TEXT SHOWN:
* * *

Chikungunya IgM µ-capture ELISA
Chikungunya virus is an arthropod borne virus of the genus Alphavirus (family Togaviridae). The Alphavirus genus contains at least 24 distinct species. These are lipid-enveloped virions with a diameter of 50 to 60 nm.
Alphavirus infections are initiated by the bite of an infected mosquito, which results in the deposition of virus in subcutaneous and possibly cutaneous tissues. After an incubation period of 1 to 12 days the Chikungunya fever develops.
Chikungunya fever (Chikungunya means “that which bends up”, in reference to the crippling manifestations of the disease) is an acute viral infection characterized by a rapid transition from a state of good health to illness that includes severe arthralgia and fever.

* * *

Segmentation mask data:

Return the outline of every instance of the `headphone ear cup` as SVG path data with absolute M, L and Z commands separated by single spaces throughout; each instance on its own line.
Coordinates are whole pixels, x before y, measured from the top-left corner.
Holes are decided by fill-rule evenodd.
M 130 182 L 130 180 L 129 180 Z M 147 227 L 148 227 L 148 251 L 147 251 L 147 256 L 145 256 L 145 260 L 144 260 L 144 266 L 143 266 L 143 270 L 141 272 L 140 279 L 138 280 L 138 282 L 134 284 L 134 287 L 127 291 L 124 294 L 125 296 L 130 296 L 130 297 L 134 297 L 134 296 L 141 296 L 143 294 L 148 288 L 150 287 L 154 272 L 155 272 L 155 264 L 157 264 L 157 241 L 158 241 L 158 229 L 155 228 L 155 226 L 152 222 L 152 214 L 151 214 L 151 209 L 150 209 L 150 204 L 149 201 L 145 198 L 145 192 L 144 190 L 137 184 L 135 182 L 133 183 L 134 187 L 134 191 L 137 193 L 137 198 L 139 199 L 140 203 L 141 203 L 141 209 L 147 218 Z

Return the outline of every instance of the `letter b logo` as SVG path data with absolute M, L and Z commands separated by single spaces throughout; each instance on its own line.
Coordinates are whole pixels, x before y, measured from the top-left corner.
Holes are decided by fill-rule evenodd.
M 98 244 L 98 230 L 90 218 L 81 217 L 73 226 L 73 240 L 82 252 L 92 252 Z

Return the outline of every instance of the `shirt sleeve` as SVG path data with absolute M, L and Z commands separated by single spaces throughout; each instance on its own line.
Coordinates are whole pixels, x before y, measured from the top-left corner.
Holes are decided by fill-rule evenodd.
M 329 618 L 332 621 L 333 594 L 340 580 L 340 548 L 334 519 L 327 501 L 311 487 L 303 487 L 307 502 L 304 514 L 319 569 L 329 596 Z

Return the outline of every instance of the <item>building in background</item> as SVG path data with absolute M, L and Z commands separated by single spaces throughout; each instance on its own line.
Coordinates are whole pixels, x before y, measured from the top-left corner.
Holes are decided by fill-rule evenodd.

* * *

TASK TO CARRY OUT: Copy the Chikungunya text word for word from "Alphavirus infections are" to "arthralgia and fever.".

TASK RESULT:
Alphavirus infections are initiated by the bite of an infected mosquito, which results in the deposition of virus in subcutaneous and possibly cutaneous tissues. After an incubation period of 1 to 12 days the Chikungunya fever develops.
Chikungunya fever (Chikungunya means “that which bends up”, in reference to the crippling manifestations of the disease) is an acute viral infection characterized by a rapid transition from a state of good health to illness that includes severe arthralgia and fever.